Which lines in the data below contain the word "above"? Pull out each of those lines, matching uppercase and lowercase exactly.

» **Data in this exercise**
Start
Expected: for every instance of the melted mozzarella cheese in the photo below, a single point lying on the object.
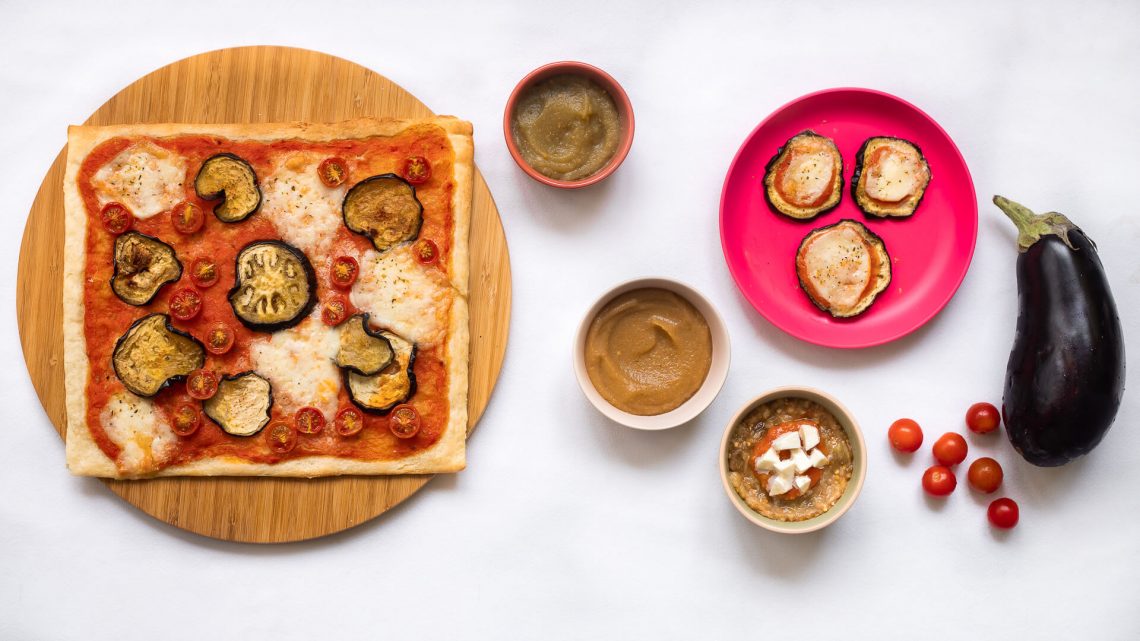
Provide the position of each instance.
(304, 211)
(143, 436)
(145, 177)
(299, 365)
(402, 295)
End
Start
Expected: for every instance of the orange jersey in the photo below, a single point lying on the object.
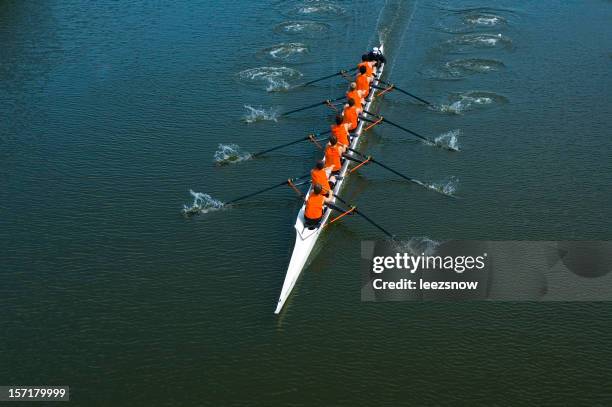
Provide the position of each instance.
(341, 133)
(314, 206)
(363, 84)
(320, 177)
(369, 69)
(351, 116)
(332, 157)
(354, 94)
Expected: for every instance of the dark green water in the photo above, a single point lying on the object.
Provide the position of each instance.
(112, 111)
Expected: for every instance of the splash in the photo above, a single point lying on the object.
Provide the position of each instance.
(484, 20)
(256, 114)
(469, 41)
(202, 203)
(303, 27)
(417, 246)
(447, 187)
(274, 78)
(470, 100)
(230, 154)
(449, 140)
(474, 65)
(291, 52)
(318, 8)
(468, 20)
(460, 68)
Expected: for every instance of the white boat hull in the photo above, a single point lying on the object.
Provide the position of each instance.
End
Start
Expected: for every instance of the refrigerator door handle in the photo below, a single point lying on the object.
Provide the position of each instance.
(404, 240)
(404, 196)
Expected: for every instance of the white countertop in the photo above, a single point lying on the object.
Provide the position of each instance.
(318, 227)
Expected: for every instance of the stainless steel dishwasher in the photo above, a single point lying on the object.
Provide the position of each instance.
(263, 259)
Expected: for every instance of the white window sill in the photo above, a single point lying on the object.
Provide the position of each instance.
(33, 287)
End
» **Written reply**
Expected: for every instance of the dark green water in the photo above, a single point lying on the object.
Expected: for every instance of the splash in the photo above, a single point lying on the object.
Expected: for every instance of the white boat hull in the photo above, a single point lying on the object.
Expected: for every instance of the white countertop in the photo above, a single point lying on the object.
Expected: for every instance of the stainless steel dishwasher in the photo above, a single point lying on the object.
Expected: for every instance of the white window sill in the photo above, a single point lying on the object.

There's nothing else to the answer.